# Submissive urination and how to manage the situation



## CT Girl (Nov 17, 2010)

I would not correct as that will only make him more nervous. I would have guests sit in a chair and ignore him. Let him see them with you off to the side with treat. Have him sit and give him a treat. Have him do a couple of simple tricks and treat him. Take the focus off the guest and on to you. Occasionally request another trick and treat.


----------



## spindledreams (Aug 7, 2012)

A better description is excitement urination. The best way to handle it is to make everything very low key. Teach your boy an alternative to getting excited. Make the door bell ring mean go lay on a matt out of the way or some other settle down and be calm behavior. Tell your friends to ignore him when they first arrive once he and they have settled down then he can be released to say hi but at the first sign of excitement back to the matt for calming down.

▶ DATA:
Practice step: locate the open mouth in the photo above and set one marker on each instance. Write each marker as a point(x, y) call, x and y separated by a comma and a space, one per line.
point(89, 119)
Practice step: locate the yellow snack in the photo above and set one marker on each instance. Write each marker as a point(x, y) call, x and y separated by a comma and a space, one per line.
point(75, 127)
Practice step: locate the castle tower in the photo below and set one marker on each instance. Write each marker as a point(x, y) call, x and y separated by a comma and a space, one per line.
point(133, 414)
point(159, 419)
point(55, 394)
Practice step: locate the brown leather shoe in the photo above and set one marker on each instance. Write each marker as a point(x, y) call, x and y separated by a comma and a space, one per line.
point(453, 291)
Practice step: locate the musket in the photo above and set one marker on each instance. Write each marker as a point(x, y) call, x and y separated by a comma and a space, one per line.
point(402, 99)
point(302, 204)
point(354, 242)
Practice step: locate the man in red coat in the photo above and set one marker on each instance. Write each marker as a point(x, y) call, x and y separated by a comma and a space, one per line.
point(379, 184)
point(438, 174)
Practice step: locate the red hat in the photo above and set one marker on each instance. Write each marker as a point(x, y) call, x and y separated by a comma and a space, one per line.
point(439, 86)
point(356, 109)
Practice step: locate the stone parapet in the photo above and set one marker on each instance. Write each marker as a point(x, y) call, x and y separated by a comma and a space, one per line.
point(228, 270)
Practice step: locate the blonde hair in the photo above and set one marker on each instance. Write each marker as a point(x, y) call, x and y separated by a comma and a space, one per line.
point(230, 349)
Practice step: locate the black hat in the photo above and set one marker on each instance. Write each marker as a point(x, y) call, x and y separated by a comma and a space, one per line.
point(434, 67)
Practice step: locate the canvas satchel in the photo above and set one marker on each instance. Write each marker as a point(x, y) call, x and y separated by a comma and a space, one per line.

▶ EXERCISE:
Reproduce the part of the forum thread on submissive urination that opens with the words "I would not" and closes with "for calming down.", swapping in "visitors" wherever "friends" appears.

▶ RESULT OF THIS TASK:
I would not correct as that will only make him more nervous. I would have guests sit in a chair and ignore him. Let him see them with you off to the side with treat. Have him sit and give him a treat. Have him do a couple of simple tricks and treat him. Take the focus off the guest and on to you. Occasionally request another trick and treat.


----------



## spindledreams (Aug 7, 2012)

A better description is excitement urination. The best way to handle it is to make everything very low key. Teach your boy an alternative to getting excited. Make the door bell ring mean go lay on a matt out of the way or some other settle down and be calm behavior. Tell your visitors to ignore him when they first arrive once he and they have settled down then he can be released to say hi but at the first sign of excitement back to the matt for calming down.